◆ Objective: Could you gather every line in the listing below that contains the word "wall" and copy each one out in full?

◆ Input rows:
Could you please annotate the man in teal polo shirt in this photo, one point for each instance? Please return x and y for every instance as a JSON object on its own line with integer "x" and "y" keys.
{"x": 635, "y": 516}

--

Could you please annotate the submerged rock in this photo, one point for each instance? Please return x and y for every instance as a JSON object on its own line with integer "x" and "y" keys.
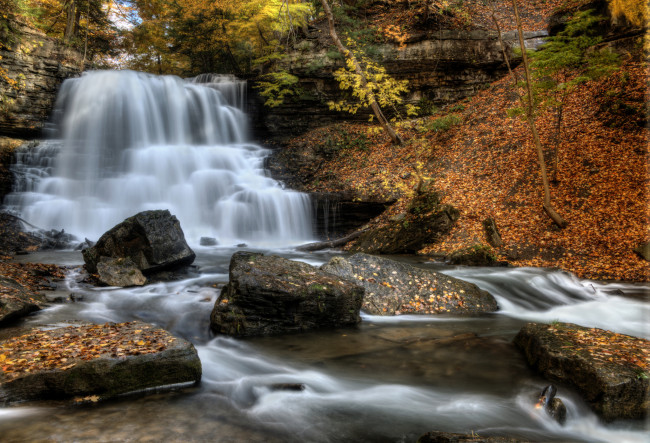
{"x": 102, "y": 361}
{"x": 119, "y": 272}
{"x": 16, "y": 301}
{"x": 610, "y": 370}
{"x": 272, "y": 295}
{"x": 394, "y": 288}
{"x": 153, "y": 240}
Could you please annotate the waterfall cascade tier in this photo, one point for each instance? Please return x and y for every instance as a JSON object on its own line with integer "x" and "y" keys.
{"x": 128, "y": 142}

* * *

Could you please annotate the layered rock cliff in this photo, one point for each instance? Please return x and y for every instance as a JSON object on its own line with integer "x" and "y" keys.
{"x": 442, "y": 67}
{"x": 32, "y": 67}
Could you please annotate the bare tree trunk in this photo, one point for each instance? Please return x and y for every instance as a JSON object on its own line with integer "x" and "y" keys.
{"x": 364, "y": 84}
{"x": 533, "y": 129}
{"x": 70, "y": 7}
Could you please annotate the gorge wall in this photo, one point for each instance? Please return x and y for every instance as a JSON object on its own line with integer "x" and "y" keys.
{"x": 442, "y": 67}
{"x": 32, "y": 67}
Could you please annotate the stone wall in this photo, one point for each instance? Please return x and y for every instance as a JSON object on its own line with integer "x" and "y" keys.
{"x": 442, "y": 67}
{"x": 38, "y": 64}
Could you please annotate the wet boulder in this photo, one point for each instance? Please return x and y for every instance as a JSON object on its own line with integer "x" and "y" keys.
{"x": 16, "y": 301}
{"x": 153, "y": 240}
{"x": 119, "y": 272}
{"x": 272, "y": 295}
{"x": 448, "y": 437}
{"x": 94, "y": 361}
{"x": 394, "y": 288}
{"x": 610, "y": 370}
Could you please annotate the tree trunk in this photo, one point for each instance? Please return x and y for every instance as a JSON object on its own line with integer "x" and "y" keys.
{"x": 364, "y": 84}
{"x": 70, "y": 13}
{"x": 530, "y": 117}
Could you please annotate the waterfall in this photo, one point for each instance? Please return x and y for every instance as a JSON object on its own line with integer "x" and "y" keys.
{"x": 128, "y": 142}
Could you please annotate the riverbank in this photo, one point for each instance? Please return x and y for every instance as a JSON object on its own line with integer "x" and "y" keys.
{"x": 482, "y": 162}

◆ Result:
Could you please annotate the gorge wall in this photo, one point for each instance? Please return x and y for every instance as a JSON object on its own line with integer "x" and "y" keys.
Could you please annotate the stone wall in this photo, one point for each instance? Please return x and y for every instance as a JSON object on its own line with integer "x" and "y" keys.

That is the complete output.